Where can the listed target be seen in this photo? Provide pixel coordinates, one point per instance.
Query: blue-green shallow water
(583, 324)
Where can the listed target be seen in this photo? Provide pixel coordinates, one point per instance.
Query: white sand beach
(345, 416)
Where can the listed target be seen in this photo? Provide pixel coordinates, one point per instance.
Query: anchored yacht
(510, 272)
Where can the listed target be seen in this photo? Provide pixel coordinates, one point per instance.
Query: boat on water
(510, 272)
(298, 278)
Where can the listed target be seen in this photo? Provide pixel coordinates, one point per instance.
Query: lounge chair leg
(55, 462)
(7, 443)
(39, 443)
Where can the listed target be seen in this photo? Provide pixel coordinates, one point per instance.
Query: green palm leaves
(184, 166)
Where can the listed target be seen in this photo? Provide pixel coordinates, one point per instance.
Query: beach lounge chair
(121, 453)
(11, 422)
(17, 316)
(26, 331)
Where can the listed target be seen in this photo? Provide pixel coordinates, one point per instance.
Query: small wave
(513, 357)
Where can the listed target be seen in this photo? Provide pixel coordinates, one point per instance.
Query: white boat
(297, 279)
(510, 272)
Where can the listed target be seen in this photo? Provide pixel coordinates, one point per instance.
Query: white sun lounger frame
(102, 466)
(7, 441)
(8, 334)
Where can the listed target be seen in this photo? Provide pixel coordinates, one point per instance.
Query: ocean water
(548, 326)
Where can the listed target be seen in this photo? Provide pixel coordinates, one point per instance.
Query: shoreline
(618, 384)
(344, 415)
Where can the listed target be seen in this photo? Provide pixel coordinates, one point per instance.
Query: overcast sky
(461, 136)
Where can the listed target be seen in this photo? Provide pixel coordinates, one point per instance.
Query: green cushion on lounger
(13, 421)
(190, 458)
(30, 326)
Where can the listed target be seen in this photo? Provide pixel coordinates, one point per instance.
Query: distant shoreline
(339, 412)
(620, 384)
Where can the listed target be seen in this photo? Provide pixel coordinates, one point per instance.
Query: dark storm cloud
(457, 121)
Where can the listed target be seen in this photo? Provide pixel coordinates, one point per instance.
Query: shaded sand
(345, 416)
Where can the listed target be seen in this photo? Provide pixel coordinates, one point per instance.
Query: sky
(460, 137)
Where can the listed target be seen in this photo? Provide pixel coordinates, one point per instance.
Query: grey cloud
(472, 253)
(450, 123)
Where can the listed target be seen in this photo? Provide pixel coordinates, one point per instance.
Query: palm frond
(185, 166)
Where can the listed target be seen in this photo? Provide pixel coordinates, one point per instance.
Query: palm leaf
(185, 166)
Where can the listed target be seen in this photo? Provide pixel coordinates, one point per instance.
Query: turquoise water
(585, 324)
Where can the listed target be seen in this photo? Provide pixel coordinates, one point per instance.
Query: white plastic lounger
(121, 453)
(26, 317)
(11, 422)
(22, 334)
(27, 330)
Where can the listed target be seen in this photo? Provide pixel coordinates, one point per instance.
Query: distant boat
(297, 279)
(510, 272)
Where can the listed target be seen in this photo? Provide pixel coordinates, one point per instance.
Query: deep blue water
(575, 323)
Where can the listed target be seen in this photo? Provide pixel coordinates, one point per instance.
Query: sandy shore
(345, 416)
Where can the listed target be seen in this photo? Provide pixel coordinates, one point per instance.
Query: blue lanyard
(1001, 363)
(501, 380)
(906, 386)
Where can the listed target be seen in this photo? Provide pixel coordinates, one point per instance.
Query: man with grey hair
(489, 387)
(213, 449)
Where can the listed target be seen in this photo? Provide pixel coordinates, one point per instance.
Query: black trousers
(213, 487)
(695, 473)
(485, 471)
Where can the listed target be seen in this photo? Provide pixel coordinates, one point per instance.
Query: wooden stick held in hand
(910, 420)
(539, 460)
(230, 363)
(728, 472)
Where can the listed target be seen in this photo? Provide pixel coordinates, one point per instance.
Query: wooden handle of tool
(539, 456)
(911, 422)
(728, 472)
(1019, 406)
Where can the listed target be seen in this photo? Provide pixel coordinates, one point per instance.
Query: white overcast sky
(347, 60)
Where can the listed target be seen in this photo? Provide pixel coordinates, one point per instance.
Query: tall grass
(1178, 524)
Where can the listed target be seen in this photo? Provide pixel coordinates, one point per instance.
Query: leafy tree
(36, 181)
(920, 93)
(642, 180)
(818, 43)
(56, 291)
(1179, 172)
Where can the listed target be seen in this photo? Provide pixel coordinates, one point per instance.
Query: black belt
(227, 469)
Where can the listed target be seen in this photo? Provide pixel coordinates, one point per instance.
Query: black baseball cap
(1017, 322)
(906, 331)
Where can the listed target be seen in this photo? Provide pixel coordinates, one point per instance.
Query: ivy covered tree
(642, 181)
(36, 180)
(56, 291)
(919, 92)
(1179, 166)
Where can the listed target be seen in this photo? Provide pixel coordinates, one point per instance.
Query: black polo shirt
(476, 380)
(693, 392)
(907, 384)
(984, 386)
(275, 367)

◆ ◆ ◆ ◆

* What you should do
Exact transcription of the listing is needed, with no line left out.

* Output for this exercise
Where can the listed target be seen in this photo? Provide pixel coordinates, one point per instance.
Query: blue-green shallow water
(583, 324)
Where can the listed target be seen in this photo? Provide pixel coordinates, one point per instance.
Query: white sand beach
(345, 416)
Where can the listed target be seen in this photo? Provide pixel coordinates, one point per instance.
Query: anchored yacht
(510, 272)
Where can the listed target be seen in this photo? Provide pixel coordinates, one point per instance.
Query: boat on water
(510, 272)
(298, 278)
Where can the listed target be seen in this photo? Provide pixel coordinates, one point per instance.
Query: lounge chair leg
(55, 462)
(7, 443)
(39, 443)
Where can the listed target be seen in this photo? Provide pixel coordinates, one point per instance.
Query: green palm leaves
(184, 166)
Where can the listed target be seen in this photo? Provide pixel coordinates, one point per instance.
Query: beach lounge chair
(121, 453)
(11, 422)
(17, 316)
(26, 331)
Where can the listed target be seen in this photo? Provide pixel coordinates, one point per instance.
Query: small wave
(513, 357)
Where can the listed target be seen in this photo? Provide pixel coordinates, one point per instance.
Query: white boat
(297, 279)
(510, 272)
Where can the listed target be seen in this photo? Provide pixel coordinates, one point per instance.
Query: white sun lounger frame
(102, 466)
(7, 441)
(8, 334)
Where can the listed target be seen in this photo? Provide pixel coordinates, one point per instance.
Query: ocean water
(548, 326)
Where can the listed target be seen in this photo? Provide pixel coordinates, one point per instance.
Query: shoreline
(618, 384)
(344, 415)
Where can the listed target be seen in this photo? Provide pixel coordinates, one point per instance.
Query: overcast sky
(461, 136)
Where can the listed target be seen in this photo? Provide pixel coordinates, one point per instance.
Query: green cushion on lounger
(13, 421)
(190, 458)
(30, 326)
Where can the listed target be seen in this photo? Provide pixel coordinates, one point per instance.
Query: distant shoreline
(339, 412)
(620, 384)
Where can the listed target be seen in this photo? Provide pixel coordinates, one point per instance.
Query: dark storm cloud
(457, 121)
Where can the listed target be seen in this photo? Provide pixel coordinates, one point per instance.
Query: shaded sand
(345, 416)
Where can the listed target be seen in this photo? Provide pixel coordinates, one point per instance.
Query: sky
(460, 137)
Where can the listed target be seen in this photo? Provide pixel coordinates, one point per instance.
Query: grey cloud
(472, 253)
(450, 123)
Where can the listed target be seen in this photo? Provide pixel coordinates, one point per instance.
Query: palm frond
(185, 166)
Where can the listed target be seen in this photo? Provide pixel coordinates, one point per instance.
Query: palm leaf
(185, 166)
Where can the listed target be seen in this photo? Provide pixel coordinates, one point per instance.
Query: turquoise water
(585, 324)
Where can the listed target be seen in this photo? Provide pixel coordinates, one point per instance.
Query: white plastic lounger
(121, 453)
(26, 317)
(11, 422)
(22, 334)
(27, 330)
Where can the listed target be seen in this photo? Provide pixel coordinates, one point per instance.
Query: distant boat
(297, 279)
(510, 272)
Where can the listed target be seen in this photo? Provide pixel coordinates, one point per instance.
Query: deep blue water
(575, 323)
Where can the listed target be seen in this photo? Provide pixel coordinates, one point per instance.
Query: sandy shore
(345, 416)
Where can the listed target be seen in this photo? Provide pixel coordinates, one point per instance.
Query: blue lanyard
(1001, 363)
(501, 380)
(906, 386)
Where can the listed target be seen in this photo? Provide pixel coordinates, one point per instance.
Query: man with grey hair
(489, 387)
(213, 449)
Where can the listed target be seen in this photo? Provide pixel coordinates, one point per instance.
Query: black trousers
(213, 487)
(695, 473)
(485, 471)
Where can the listed target be seen in this photo? Provide pixel coordinates, one point per instance.
Query: wooden stick held in hand
(910, 420)
(539, 460)
(230, 363)
(728, 472)
Where can the listed target be seen in this photo? Provide pixel coordinates, one point per instance.
Query: wooden handle of tool
(539, 456)
(911, 422)
(728, 472)
(1019, 406)
Where can the listed target be seen in this photo? Provide pixel coordinates, one point per instance.
Query: white overcast sky
(347, 60)
Where can the listed target be seen in this photo? Provide pixel coordinates, one point per instance.
Query: tall grass
(1178, 524)
Where can the listed target be seen in this photo? Provide pixel coordinates, one point per instance.
Query: leafy tree
(36, 181)
(920, 93)
(642, 180)
(818, 43)
(56, 291)
(1179, 172)
Where can the listed target be seen in this photo? Provide pixel coordinates, one point per instance.
Query: black belt
(227, 469)
Where can the listed target be seen in this photo? Provide pixel coordinates, one point per instance.
Query: black baseball cap
(1017, 322)
(906, 331)
Where can the listed target be seen in this photo? Provide pixel coordinates, one point per instance.
Query: ivy covered tree
(642, 181)
(36, 180)
(56, 291)
(919, 92)
(1179, 166)
Where can the listed target be seen in this photo? Provide pixel coordinates, one point per instance.
Query: black polo shirt
(476, 380)
(693, 392)
(907, 384)
(984, 386)
(275, 367)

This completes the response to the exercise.